**Prompt**
Please print nothing but the lines from the one containing "Query: cabinet drawer" to the final line below, exactly, and no pictures.
━━━━━━━━━━
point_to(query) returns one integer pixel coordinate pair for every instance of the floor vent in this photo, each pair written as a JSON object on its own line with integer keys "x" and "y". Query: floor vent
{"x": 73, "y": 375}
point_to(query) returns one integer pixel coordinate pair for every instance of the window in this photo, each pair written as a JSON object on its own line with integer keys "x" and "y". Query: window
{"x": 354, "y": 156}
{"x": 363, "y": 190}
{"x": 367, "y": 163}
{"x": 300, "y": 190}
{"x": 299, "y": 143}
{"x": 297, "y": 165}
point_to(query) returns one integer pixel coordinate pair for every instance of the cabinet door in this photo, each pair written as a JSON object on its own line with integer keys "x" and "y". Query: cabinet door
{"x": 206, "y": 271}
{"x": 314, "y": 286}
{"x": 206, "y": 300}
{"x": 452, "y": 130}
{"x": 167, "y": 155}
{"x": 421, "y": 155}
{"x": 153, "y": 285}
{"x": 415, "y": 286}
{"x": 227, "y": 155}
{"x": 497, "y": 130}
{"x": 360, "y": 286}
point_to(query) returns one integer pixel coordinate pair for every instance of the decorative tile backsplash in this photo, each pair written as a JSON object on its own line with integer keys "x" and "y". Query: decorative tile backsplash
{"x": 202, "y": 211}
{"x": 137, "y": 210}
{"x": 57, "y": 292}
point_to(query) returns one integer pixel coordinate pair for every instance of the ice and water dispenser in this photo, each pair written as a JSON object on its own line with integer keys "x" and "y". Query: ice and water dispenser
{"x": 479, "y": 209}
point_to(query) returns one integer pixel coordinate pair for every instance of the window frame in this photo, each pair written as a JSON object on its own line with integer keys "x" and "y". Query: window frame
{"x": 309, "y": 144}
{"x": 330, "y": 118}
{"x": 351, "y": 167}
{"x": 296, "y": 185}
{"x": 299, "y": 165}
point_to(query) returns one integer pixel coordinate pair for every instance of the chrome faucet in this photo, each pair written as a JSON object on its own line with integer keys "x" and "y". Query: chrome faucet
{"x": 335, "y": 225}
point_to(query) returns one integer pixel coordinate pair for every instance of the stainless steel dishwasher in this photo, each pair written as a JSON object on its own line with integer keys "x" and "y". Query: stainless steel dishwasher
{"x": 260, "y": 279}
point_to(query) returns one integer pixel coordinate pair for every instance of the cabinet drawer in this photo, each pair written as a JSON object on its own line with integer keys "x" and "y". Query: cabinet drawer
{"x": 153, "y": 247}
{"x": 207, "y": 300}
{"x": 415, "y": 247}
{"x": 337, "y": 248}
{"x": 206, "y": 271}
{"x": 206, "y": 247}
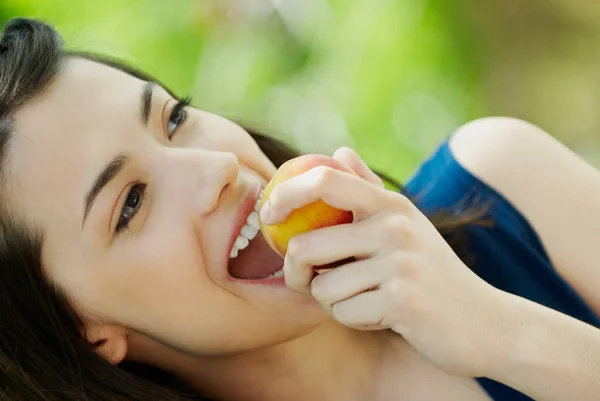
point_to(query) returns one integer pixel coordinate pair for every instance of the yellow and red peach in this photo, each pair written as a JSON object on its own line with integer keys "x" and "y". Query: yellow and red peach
━━━━━━━━━━
**Your response**
point_to(query) returns one integer pixel coordinate pair for every instance of the cabinet drawer in this photo, each pair written as a JSON object on its own line with integer keys "x" and "y". Query: cabinet drawer
{"x": 153, "y": 247}
{"x": 207, "y": 300}
{"x": 415, "y": 247}
{"x": 337, "y": 248}
{"x": 206, "y": 271}
{"x": 206, "y": 247}
point_to(query) returns one integer pixel coordinate pair for every instance of the yellow and red peach in this photo, each pair written as a JSON object on its own line with integer keys "x" and "y". Query: yellow and red peach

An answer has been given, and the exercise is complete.